▶ **What the task requires**
Please repeat the whole listing exactly, but leave out any picture it holds.
====== The data
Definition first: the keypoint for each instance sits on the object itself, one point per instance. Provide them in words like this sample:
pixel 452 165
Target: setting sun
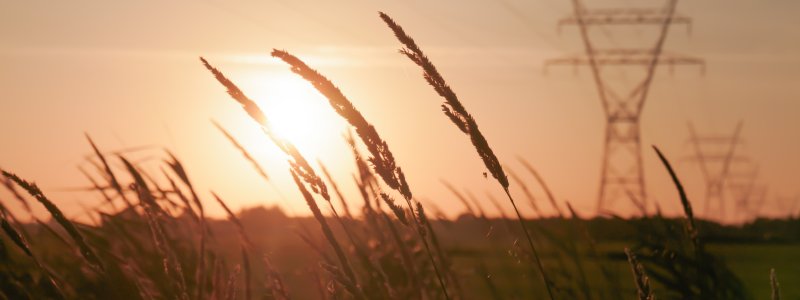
pixel 297 112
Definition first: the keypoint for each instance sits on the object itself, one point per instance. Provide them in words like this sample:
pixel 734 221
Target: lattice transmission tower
pixel 622 172
pixel 716 156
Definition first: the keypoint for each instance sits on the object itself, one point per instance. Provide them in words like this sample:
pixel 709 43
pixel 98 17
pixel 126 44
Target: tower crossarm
pixel 640 57
pixel 628 16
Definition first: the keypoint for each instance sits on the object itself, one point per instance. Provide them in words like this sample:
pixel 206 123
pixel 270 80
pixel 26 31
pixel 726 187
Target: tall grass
pixel 454 110
pixel 161 244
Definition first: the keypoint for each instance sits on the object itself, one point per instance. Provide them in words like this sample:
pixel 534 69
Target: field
pixel 154 239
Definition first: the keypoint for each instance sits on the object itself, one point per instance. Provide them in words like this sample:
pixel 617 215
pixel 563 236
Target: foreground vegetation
pixel 159 244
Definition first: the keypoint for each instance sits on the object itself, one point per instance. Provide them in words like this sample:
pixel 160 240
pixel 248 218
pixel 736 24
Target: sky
pixel 128 74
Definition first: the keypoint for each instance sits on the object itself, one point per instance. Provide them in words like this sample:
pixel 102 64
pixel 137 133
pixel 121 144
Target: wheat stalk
pixel 456 112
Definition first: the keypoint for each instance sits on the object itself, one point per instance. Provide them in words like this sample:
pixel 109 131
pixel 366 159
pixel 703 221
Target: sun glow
pixel 298 113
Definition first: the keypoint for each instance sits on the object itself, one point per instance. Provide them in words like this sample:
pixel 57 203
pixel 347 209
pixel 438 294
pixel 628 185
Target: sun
pixel 298 113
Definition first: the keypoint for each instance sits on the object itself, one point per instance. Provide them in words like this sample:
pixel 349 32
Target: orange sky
pixel 127 73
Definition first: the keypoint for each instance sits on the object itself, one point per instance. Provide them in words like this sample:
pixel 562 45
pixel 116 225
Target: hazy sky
pixel 127 73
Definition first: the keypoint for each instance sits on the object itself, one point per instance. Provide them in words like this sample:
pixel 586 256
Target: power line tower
pixel 715 154
pixel 622 174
============
▶ **Your solution**
Definition first: the keypoint for each instance sits on the object itself, one point per instance. Provide them in words like this sample:
pixel 452 165
Target: setting sun
pixel 297 112
Definition first: the keypoint for each instance sits on the object itself, one point per instance. Provide them in words like this sample:
pixel 734 221
Target: lattice transmission tower
pixel 622 172
pixel 716 156
Definition first: the keypoint for each instance sits on the object itself, one point per instance. Provide them in words like this sample:
pixel 709 43
pixel 98 17
pixel 126 44
Target: tower crossarm
pixel 640 57
pixel 628 16
Definition first: the keypoint for each instance sits on the object itself, one point per instance. Provide them in words like this sample:
pixel 206 123
pixel 270 80
pixel 26 31
pixel 726 187
Target: tall grass
pixel 454 110
pixel 161 244
Definition first: the keypoint for each instance sits on the object itself, one point per instance. Provide them in words like this sample:
pixel 534 69
Target: field
pixel 154 239
Definition first: the keypoint for each instance sits on the object itself, one point per instance. Provide them in words like this sample:
pixel 617 215
pixel 563 236
Target: foreground vegetation
pixel 159 244
Definition first: the keypoint for each instance sits on the object itself, one point per instance. Provide them in words like this sample:
pixel 160 240
pixel 248 218
pixel 736 24
Target: sky
pixel 128 74
Definition first: the keypoint for each instance sits on the object itself, one point per instance. Provide them in words like this sample:
pixel 102 64
pixel 137 133
pixel 121 144
Target: wheat stalk
pixel 456 112
Definition first: the keypoint for each instance sits on the object itself, one point per instance. Provide them in words like this sample:
pixel 109 131
pixel 366 159
pixel 703 221
Target: sun glow
pixel 298 113
Definition first: the keypoint for each instance sits on the object itself, one point per instance. Provide them in words like this sample:
pixel 57 203
pixel 347 209
pixel 438 294
pixel 628 185
Target: sun
pixel 298 113
Definition first: the keypoint for each instance sits on the object itself, one point per instance. Provide them in words like this sample:
pixel 349 32
Target: orange sky
pixel 127 73
Definition first: the keypoint for each instance sits on the object itself, one point per instance. Provide them in words like this sample:
pixel 562 45
pixel 116 225
Target: hazy sky
pixel 127 73
Definition first: the keypoint for each instance sits on the object itself, one point per instance. Provide them in words like this sample:
pixel 586 256
Target: power line tower
pixel 715 154
pixel 622 174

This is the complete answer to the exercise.